• **PROBLEM**
A word-for-word restatement of the listing is the only acceptable answer.

::::::::

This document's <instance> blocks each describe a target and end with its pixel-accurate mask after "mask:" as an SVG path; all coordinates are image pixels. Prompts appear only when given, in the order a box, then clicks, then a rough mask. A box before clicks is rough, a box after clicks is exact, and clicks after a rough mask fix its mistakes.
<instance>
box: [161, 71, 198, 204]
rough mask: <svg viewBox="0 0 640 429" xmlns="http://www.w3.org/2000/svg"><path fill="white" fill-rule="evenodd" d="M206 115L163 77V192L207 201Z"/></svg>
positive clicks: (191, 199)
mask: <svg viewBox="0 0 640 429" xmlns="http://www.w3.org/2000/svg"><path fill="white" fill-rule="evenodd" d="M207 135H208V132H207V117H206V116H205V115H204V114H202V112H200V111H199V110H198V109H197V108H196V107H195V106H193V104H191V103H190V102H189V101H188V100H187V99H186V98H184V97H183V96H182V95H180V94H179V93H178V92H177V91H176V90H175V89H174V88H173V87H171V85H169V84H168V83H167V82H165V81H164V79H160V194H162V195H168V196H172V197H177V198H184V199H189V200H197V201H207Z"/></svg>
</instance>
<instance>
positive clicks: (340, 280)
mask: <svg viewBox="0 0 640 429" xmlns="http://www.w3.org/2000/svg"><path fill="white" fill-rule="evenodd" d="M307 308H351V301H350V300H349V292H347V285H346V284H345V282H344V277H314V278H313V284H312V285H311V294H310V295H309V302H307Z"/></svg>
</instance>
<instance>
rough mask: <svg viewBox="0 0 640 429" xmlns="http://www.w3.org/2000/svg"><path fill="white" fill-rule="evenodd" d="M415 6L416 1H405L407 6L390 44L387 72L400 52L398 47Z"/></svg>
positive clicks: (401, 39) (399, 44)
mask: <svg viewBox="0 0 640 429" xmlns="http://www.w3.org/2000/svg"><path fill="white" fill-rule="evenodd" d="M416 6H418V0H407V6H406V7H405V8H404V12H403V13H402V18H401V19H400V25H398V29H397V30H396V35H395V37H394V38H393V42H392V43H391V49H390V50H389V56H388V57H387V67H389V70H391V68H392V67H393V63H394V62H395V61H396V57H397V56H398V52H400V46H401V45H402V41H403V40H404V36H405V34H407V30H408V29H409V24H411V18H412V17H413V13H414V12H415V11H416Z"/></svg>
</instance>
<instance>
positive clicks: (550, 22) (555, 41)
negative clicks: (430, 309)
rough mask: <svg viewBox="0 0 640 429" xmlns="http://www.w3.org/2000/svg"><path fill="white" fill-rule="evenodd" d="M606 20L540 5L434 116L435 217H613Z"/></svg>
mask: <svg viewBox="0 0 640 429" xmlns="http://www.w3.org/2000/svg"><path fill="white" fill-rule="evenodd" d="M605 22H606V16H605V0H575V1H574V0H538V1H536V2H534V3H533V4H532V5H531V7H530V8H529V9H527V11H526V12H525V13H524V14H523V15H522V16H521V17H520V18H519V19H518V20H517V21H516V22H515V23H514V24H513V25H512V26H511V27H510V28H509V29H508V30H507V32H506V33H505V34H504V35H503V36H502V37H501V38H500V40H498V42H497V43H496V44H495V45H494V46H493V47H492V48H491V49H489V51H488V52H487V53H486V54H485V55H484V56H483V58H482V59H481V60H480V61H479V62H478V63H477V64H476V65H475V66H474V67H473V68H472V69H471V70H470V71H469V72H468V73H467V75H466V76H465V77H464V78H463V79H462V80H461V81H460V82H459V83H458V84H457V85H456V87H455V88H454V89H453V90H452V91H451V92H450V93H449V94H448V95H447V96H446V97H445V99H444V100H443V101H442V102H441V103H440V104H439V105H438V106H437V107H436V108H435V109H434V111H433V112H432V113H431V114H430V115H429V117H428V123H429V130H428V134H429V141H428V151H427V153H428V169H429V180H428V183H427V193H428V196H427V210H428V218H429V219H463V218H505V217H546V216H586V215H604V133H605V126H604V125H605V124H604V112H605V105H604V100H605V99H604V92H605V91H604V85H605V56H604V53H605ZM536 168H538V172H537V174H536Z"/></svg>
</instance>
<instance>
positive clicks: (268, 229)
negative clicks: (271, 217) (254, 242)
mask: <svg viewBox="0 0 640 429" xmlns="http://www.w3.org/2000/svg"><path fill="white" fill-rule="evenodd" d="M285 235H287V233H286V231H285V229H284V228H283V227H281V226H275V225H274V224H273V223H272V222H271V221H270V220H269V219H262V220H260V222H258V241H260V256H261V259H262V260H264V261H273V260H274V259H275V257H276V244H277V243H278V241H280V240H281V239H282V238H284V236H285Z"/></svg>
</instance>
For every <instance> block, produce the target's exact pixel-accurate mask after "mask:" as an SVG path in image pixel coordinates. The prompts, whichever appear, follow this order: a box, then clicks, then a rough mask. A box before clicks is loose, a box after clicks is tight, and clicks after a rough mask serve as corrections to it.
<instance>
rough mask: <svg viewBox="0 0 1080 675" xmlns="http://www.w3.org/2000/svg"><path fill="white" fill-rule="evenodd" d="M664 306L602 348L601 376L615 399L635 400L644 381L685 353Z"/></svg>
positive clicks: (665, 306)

::::::::

• **TASK OUTPUT**
This document's <instance> blocks each describe a target and end with its pixel-accurate mask after "mask:" as an SVG path; all coordinates are image pixels. Prompts appear only when given, in the order a box, then clicks, then a rough mask. A box before clicks is rough, a box after clicks is exact, and clicks after a rough mask fix its mistakes.
<instance>
box: [161, 71, 198, 204]
rough mask: <svg viewBox="0 0 640 429" xmlns="http://www.w3.org/2000/svg"><path fill="white" fill-rule="evenodd" d="M206 115L163 77V192L207 201Z"/></svg>
positive clicks: (191, 199)
mask: <svg viewBox="0 0 640 429" xmlns="http://www.w3.org/2000/svg"><path fill="white" fill-rule="evenodd" d="M207 135H208V132H207V117H206V116H205V115H204V114H202V112H200V111H199V110H198V109H197V108H196V107H195V106H193V104H191V103H190V102H189V101H188V100H187V99H186V98H184V97H183V96H182V95H180V94H179V93H178V92H177V91H176V90H175V89H174V88H173V87H171V85H169V84H168V83H167V82H165V81H164V79H160V194H162V195H168V196H172V197H177V198H184V199H189V200H197V201H207Z"/></svg>
</instance>
<instance>
positive clicks: (340, 280)
mask: <svg viewBox="0 0 640 429" xmlns="http://www.w3.org/2000/svg"><path fill="white" fill-rule="evenodd" d="M307 308H351V301H350V300H349V292H347V285H346V284H345V282H344V277H314V278H313V284H312V285H311V294H310V295H309V302H307Z"/></svg>
</instance>
<instance>
rough mask: <svg viewBox="0 0 640 429" xmlns="http://www.w3.org/2000/svg"><path fill="white" fill-rule="evenodd" d="M415 6L416 1H405L407 6L390 44L387 72L400 52L398 47Z"/></svg>
positive clicks: (401, 39) (399, 44)
mask: <svg viewBox="0 0 640 429" xmlns="http://www.w3.org/2000/svg"><path fill="white" fill-rule="evenodd" d="M416 6H418V0H407V6H406V7H405V8H404V12H403V13H402V18H401V19H400V25H398V29H397V30H396V35H395V37H394V38H393V42H392V43H391V49H390V50H389V56H388V57H387V67H389V70H391V68H392V67H393V63H394V62H395V61H396V57H397V56H398V52H400V46H401V45H402V41H403V40H404V36H405V34H407V30H408V29H409V24H411V18H412V17H413V13H414V12H415V11H416Z"/></svg>
</instance>
<instance>
positive clicks: (550, 22) (555, 41)
negative clicks: (430, 309)
rough mask: <svg viewBox="0 0 640 429" xmlns="http://www.w3.org/2000/svg"><path fill="white" fill-rule="evenodd" d="M606 20L540 5L434 116L435 217H613Z"/></svg>
mask: <svg viewBox="0 0 640 429" xmlns="http://www.w3.org/2000/svg"><path fill="white" fill-rule="evenodd" d="M605 22H606V16H605V0H575V1H574V0H538V1H536V2H534V3H533V4H532V5H531V7H530V8H529V9H527V11H526V12H525V13H524V14H523V15H522V16H521V17H520V18H519V19H518V20H517V21H516V22H515V23H514V24H513V25H512V26H511V27H510V28H509V29H508V30H507V32H506V33H505V34H504V35H503V36H502V37H501V38H500V40H498V42H497V43H496V44H495V45H494V46H493V47H492V48H491V49H489V51H488V52H487V53H486V54H485V55H484V56H483V58H482V59H481V60H480V61H479V62H478V63H477V64H476V65H475V66H474V67H473V68H472V69H471V70H470V71H469V72H468V73H467V75H466V76H465V77H464V78H463V79H462V80H461V81H460V82H459V83H458V84H457V85H456V87H455V88H454V89H453V90H452V91H451V92H450V93H449V94H448V95H447V96H446V97H445V99H444V100H443V101H442V102H441V103H440V104H439V105H438V106H437V107H436V108H435V109H434V111H433V112H432V113H431V114H430V115H429V117H428V123H429V130H428V134H429V141H428V151H427V153H428V169H429V180H428V183H427V193H428V196H427V210H428V218H429V219H463V218H505V217H546V216H586V215H604V133H605V126H604V125H605V124H604V112H605V105H604V100H605V99H604V92H605V91H604V85H605V56H604V53H605ZM536 168H538V172H537V174H536Z"/></svg>
</instance>
<instance>
positive clicks: (268, 229)
negative clicks: (271, 217) (254, 242)
mask: <svg viewBox="0 0 640 429" xmlns="http://www.w3.org/2000/svg"><path fill="white" fill-rule="evenodd" d="M285 235H287V233H286V231H285V229H284V228H283V227H281V226H275V225H274V224H273V223H272V222H271V221H270V220H269V219H262V220H260V222H258V241H260V256H261V259H262V260H264V261H273V260H274V259H275V257H276V244H277V243H278V241H280V240H281V239H282V238H284V236H285Z"/></svg>
</instance>
For every <instance> block, produce the target's exact pixel-accurate mask after "mask:" as an SVG path in image pixel coordinates. The prompts, whichever appear, follow this order: a box, then clicks, then a rough mask. A box before clicks is loose, a box after clicks is tight, and clicks after a rough mask serve as corrections to it.
<instance>
rough mask: <svg viewBox="0 0 1080 675" xmlns="http://www.w3.org/2000/svg"><path fill="white" fill-rule="evenodd" d="M664 306L602 348L601 376L615 399L635 400L644 381L685 353Z"/></svg>
positive clicks: (665, 306)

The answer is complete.